THE TASK = Collect every line of the material below that contains the word "orange", treating uppercase and lowercase letters as different.

TASK MATERIAL =
------
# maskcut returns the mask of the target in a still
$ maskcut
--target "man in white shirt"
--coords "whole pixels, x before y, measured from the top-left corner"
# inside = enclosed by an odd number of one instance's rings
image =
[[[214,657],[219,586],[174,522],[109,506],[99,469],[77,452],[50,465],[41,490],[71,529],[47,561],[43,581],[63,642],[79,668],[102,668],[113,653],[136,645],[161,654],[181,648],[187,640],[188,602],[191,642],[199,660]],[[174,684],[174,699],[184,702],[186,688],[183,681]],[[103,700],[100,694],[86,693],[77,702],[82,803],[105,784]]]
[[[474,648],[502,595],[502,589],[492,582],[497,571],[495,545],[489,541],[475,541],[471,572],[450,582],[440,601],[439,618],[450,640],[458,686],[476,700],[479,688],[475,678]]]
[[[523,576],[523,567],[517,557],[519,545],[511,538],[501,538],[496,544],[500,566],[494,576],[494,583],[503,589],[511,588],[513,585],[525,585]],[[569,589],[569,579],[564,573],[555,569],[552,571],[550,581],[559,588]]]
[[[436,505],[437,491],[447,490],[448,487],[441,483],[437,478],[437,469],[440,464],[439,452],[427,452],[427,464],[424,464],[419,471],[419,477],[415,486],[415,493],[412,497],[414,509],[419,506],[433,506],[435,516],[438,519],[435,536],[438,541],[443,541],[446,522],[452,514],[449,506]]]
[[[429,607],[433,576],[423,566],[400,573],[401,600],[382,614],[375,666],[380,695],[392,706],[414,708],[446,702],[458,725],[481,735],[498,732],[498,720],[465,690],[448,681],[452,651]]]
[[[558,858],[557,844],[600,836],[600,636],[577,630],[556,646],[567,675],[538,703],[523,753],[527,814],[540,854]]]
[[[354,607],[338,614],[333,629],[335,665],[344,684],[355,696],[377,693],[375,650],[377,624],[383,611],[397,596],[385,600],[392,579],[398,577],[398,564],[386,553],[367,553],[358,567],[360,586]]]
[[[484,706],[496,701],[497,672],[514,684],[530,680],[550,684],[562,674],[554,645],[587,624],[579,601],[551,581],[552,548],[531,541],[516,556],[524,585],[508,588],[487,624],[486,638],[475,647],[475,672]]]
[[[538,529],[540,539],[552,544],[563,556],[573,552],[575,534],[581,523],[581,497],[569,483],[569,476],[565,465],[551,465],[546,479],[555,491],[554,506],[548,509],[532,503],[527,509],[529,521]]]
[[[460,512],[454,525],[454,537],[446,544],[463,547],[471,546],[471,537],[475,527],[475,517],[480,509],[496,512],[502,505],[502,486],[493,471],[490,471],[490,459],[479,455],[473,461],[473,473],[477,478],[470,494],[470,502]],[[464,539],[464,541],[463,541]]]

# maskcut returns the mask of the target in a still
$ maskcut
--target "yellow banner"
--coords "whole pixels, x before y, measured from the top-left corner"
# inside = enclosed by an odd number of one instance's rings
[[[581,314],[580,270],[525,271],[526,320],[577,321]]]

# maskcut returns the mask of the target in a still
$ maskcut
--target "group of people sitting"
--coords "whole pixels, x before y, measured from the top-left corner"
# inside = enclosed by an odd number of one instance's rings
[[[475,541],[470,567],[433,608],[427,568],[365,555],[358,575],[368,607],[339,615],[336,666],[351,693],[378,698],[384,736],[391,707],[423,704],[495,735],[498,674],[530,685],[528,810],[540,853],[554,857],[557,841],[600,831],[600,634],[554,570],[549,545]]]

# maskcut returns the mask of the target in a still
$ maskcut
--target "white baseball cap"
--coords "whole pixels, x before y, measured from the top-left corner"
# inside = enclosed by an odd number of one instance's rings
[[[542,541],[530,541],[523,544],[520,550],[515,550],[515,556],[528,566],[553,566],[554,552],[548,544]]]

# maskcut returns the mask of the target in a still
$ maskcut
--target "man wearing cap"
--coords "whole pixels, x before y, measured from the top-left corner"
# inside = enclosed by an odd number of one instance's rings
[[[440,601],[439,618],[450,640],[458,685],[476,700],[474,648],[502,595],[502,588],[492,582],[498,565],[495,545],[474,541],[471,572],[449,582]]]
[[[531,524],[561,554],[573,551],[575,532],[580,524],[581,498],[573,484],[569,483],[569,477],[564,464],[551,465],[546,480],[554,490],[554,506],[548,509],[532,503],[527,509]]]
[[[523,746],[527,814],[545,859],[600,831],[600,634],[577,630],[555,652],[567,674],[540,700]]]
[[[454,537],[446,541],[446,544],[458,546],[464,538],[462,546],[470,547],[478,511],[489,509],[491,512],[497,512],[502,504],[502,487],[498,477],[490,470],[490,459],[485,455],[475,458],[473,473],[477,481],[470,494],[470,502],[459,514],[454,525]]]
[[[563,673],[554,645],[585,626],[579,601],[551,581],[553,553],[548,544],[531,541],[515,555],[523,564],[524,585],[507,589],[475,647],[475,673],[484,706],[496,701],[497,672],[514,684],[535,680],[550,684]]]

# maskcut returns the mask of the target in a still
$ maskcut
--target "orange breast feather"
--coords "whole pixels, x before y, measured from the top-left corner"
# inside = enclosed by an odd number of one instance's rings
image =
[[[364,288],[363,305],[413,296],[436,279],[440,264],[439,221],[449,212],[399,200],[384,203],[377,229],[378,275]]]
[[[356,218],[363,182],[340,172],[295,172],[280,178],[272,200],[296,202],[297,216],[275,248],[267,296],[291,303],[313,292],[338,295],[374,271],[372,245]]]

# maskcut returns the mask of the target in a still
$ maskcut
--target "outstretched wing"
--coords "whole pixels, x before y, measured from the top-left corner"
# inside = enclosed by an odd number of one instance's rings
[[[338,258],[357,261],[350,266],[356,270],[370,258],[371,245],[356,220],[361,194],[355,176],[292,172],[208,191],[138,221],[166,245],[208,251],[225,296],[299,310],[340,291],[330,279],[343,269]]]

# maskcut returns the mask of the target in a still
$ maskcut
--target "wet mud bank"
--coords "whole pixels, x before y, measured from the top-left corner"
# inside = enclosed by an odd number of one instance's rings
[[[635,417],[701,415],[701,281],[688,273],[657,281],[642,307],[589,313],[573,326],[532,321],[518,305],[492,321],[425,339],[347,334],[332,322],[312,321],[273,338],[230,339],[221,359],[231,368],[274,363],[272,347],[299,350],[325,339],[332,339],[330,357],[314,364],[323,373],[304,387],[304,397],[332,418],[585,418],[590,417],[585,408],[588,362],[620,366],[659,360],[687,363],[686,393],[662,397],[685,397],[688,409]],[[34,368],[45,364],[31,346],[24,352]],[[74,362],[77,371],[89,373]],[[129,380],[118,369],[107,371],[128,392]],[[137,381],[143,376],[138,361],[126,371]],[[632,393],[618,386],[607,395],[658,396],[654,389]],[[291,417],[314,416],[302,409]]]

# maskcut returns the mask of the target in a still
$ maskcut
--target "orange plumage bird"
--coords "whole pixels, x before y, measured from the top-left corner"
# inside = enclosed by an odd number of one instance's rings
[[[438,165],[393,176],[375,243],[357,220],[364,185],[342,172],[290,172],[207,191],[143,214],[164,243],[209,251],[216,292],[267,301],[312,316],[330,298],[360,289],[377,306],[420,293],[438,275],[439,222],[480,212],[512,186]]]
------
THE RESPONSE =
--target "orange breast feather"
--target "orange plumage bird"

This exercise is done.